* **DATASET**
● ● ●
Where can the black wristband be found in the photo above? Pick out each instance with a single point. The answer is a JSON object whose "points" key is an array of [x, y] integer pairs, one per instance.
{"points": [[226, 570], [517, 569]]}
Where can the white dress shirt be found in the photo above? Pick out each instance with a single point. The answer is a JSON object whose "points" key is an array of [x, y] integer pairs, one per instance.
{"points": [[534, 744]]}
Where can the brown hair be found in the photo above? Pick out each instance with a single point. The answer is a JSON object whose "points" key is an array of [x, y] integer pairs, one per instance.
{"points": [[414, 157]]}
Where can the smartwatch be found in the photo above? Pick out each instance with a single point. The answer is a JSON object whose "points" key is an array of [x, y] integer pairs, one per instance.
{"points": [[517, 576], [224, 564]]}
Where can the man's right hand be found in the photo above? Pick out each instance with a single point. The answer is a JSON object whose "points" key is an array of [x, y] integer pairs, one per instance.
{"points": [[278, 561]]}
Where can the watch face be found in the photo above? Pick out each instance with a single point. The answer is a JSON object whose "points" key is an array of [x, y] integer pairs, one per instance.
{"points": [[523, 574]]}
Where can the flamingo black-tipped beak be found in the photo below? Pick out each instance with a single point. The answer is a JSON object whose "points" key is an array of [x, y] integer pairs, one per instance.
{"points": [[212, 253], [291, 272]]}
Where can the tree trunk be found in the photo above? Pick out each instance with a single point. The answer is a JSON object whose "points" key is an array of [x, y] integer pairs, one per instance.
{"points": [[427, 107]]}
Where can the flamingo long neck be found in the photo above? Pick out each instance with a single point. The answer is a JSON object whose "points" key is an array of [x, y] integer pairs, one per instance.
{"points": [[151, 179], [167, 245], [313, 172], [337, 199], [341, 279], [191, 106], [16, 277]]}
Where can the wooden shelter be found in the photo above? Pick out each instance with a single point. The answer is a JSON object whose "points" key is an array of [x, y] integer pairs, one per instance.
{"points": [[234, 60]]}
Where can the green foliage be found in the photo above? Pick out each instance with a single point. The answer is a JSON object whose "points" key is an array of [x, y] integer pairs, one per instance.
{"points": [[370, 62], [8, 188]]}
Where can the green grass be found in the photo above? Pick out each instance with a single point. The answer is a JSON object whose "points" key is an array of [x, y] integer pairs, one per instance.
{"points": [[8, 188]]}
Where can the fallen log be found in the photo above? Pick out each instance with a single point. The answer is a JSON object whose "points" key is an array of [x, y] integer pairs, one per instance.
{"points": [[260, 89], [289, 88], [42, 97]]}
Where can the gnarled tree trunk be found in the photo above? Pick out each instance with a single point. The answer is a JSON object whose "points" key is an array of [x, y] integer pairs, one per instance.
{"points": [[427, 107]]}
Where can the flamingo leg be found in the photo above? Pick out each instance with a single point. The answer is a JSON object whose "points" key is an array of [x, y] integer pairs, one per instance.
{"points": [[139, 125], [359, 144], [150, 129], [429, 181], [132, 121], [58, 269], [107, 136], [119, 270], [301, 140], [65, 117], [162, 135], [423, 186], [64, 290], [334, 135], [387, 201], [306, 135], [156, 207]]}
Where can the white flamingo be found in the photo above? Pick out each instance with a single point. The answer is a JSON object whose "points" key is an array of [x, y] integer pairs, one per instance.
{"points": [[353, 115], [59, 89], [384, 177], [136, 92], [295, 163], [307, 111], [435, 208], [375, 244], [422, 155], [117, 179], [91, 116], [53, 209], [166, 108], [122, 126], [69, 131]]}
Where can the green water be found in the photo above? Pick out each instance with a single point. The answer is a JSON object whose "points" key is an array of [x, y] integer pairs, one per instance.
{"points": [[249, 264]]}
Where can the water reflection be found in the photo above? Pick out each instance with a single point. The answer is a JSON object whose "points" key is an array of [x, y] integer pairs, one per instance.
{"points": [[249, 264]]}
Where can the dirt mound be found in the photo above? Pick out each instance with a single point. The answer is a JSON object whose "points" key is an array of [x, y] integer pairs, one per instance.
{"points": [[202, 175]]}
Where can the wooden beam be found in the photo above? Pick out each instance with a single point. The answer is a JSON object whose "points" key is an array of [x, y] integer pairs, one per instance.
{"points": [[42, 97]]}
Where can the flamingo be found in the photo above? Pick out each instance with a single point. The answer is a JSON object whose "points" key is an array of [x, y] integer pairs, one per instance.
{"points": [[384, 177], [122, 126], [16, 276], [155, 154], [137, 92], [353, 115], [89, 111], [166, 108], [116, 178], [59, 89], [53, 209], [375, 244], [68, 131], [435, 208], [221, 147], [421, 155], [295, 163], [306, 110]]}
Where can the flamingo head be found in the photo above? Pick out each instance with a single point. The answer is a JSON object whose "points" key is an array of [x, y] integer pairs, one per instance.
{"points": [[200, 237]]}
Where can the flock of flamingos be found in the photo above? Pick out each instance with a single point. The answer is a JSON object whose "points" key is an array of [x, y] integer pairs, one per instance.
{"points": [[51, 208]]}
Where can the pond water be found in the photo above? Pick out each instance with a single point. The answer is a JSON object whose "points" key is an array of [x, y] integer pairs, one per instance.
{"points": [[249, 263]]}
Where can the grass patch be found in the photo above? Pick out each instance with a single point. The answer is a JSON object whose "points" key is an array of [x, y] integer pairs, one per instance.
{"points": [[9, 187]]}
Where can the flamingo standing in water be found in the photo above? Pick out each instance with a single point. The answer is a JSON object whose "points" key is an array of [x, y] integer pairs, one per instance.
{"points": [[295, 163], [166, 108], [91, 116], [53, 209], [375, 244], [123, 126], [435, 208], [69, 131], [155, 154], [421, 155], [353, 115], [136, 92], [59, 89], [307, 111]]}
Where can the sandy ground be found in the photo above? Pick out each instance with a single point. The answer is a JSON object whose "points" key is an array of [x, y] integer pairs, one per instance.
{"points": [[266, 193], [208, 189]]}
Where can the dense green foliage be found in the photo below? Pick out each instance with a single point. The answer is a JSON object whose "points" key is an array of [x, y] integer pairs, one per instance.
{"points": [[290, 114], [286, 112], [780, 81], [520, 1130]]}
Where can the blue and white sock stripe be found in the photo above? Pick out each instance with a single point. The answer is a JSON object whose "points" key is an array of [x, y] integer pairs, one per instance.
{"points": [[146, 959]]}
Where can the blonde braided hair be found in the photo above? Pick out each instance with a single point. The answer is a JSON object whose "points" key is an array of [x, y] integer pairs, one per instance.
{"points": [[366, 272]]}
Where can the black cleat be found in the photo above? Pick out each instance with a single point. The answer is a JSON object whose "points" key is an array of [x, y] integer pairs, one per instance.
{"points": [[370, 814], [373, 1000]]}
● ● ●
* **WHAT THE TASK REQUIRES**
The material must be reproduced word for word.

* **SOLUTION**
Where can the black wristband be found in the photo above? Pick out each instance with a single point. The answer is a JSON object whose "points" key is an array of [x, y] integer pairs, one per instance.
{"points": [[226, 570], [517, 569]]}
Where can the white dress shirt be found in the photo above? Pick out each instance with a single point. The answer is a JSON object whose "points" key is an array of [x, y] integer pairs, one per instance.
{"points": [[534, 744]]}
Where can the brown hair be found in the photo above? Pick out each instance with a single point. The answer is a JSON object whose "points" key is an array of [x, y] integer pairs, one per instance.
{"points": [[414, 157]]}
Where can the smartwatch be found in the photo above? Pick out each instance with a single point. The answer is a JSON object whose "points" key is an array of [x, y] integer pairs, one per instance.
{"points": [[517, 576], [224, 564]]}
Where can the man's right hand be found in the photo above? Pick out each instance with a single point. The answer is a JSON object whose "points" key is an array of [x, y] integer pairs, one per instance.
{"points": [[278, 561]]}
Where can the watch face be found in the photo above? Pick out each instance with a single point. The answer is a JSON object whose "points" key is an array of [x, y] integer pairs, one per instance.
{"points": [[523, 574]]}
Where can the flamingo black-tipped beak be found in the photo below? Pick out each instance with a single point. The answer is a JSON object whose "points" key is an array of [x, y] integer pairs, one per instance.
{"points": [[212, 253], [291, 272]]}
Where can the tree trunk be found in the photo above? Pick out each instance with a single point. The answer is a JSON object whose "points" key is an array of [x, y] integer pairs, one per instance.
{"points": [[427, 107]]}
Where can the flamingo long neck be found in the photo above? Pick out each instance with a single point. The answer is a JSON object whose "points" key is an array of [x, y] integer pairs, one per instance.
{"points": [[151, 179], [167, 245], [313, 172], [337, 199], [341, 279], [191, 106], [16, 277]]}
Where can the wooden shelter be found in the photo above? Pick out each instance with a single point. The answer is a JSON object whose "points" key is an array of [x, y] integer pairs, one per instance.
{"points": [[234, 60]]}
Where can the green foliage be found in the photo above? Pick out each instance with a single point. The answer is a JSON object whose "points" key is an array of [x, y] integer pairs, one per instance.
{"points": [[370, 62], [8, 188]]}
Where can the green grass be found in the photo above? Pick out each instance with a single point. The answer is a JSON object whose "points" key is an array of [x, y] integer pairs, one per instance.
{"points": [[8, 188]]}
Where can the fallen log be found in the photo above? Pick out each instance with a single point. The answer is a JSON object whose "points" key is an array of [x, y] integer pairs, one per instance.
{"points": [[260, 89], [289, 88], [42, 97]]}
Where can the gnarled tree trunk be found in the photo above? Pick out each instance with a single point. The answer is a JSON object whose "points" key is an array of [x, y] integer pairs, one per instance.
{"points": [[427, 107]]}
Where can the flamingo leg be found in the photo above? Pick out each instance with a single point. The answer is a JSON object whose "points" key is an array of [x, y] integer pairs, one per instance.
{"points": [[139, 125], [359, 144], [150, 129], [429, 181], [132, 121], [58, 269], [107, 136], [119, 270], [301, 140], [65, 117], [162, 135], [423, 186], [64, 290], [334, 135], [387, 201], [306, 135], [156, 207]]}
Where can the white flamingo be found in the photo above? Pick out each instance with a single point. The answer is a JSON object whose "points" key is an array of [x, y] integer pairs, one per instance.
{"points": [[353, 115], [59, 89], [384, 177], [136, 92], [295, 163], [307, 111], [435, 208], [375, 244], [422, 155], [117, 179], [91, 116], [53, 209], [166, 108], [122, 126], [69, 131]]}
Where can the green water be found in the photo above? Pick out each instance with a single point. The answer is a JSON object whose "points" key is an array of [x, y] integer pairs, one per instance.
{"points": [[249, 264]]}
Where can the water reflection be found in the photo above? Pick out each instance with a single point. The answer is a JSON object whose "points" key is an array of [x, y] integer pairs, one per instance.
{"points": [[249, 264]]}
Where can the dirt mound be found in the photo above? Pick out each instance with a single point. The answer is a JSON object whose "points" key is an array of [x, y] integer pairs, one per instance.
{"points": [[202, 175]]}
Where can the wooden beam be found in the photo above? Pick out each instance with a single point. The answer is a JSON object whose "points" key is an array of [x, y] integer pairs, one per instance.
{"points": [[42, 97]]}
Where can the flamingo be found in the photo above? Pick out each instance with a single point. The answer is a JSON object whose "points" key is an array of [x, y] integer pairs, one per instance.
{"points": [[384, 177], [122, 126], [16, 276], [155, 154], [137, 92], [353, 115], [89, 111], [166, 108], [116, 178], [59, 89], [53, 209], [375, 244], [68, 131], [435, 208], [221, 147], [421, 155], [295, 163], [306, 110]]}
Where can the flamingo head be found in the photo above? Pick out each instance with a single point. The answer is a JSON object whose "points" key is an array of [x, y] integer pairs, one per instance.
{"points": [[200, 237]]}
Where can the flock of flamingos be found in the photo above? Pick out each instance with a single point. The answer is a JSON object whose "points" key is an array of [x, y] integer pairs, one per instance.
{"points": [[51, 208]]}
Where can the pond water be found in the photo above? Pick out each instance with a single point. The answer is a JSON object whose "points" key is an array of [x, y] integer pairs, one per instance.
{"points": [[249, 263]]}
Where can the grass patch be found in the photo above? Pick out each instance with a single point. The answer is a JSON object whose "points" key is an array of [x, y] integer pairs, one per instance.
{"points": [[9, 187]]}
Where can the flamingo standing in water be found in the photo above? Pick out each instance with a single point. The answer is a JSON object whose "points" key is an array of [x, y] integer pairs, one per instance.
{"points": [[295, 163], [166, 108], [91, 116], [53, 209], [375, 244], [123, 126], [435, 208], [69, 131], [155, 154], [421, 155], [353, 115], [136, 92], [59, 89], [307, 111]]}
Where can the sandy ground be found in the photo above? Pick out each instance with a single point. The answer is a JSON object whose "points" key is an array of [x, y] integer pairs, one per instance.
{"points": [[266, 193], [208, 189]]}
Where can the dense green foliage be found in the photo below? Pick out each instance with a single point. The answer is a JSON object whose "points" key is an array of [x, y] integer pairs, one per instance.
{"points": [[290, 114], [286, 112], [780, 81], [520, 1130]]}
Where can the blue and white sock stripe be found in the photo above? Pick out each instance with a single point. The answer is a JSON object whose "points" key is an array of [x, y] integer pairs, one per instance.
{"points": [[146, 959]]}
Where can the blonde braided hair be found in the photo above? Pick out each instance with a single point. The answer is a JSON object whose "points" key is an array of [x, y] integer pairs, one per instance.
{"points": [[366, 272]]}
Where can the black cleat be found in the photo above? Pick out each instance with a single point. The answer is a JSON object whose "points" key is an array of [x, y] integer pairs, one per instance.
{"points": [[370, 814], [373, 1000]]}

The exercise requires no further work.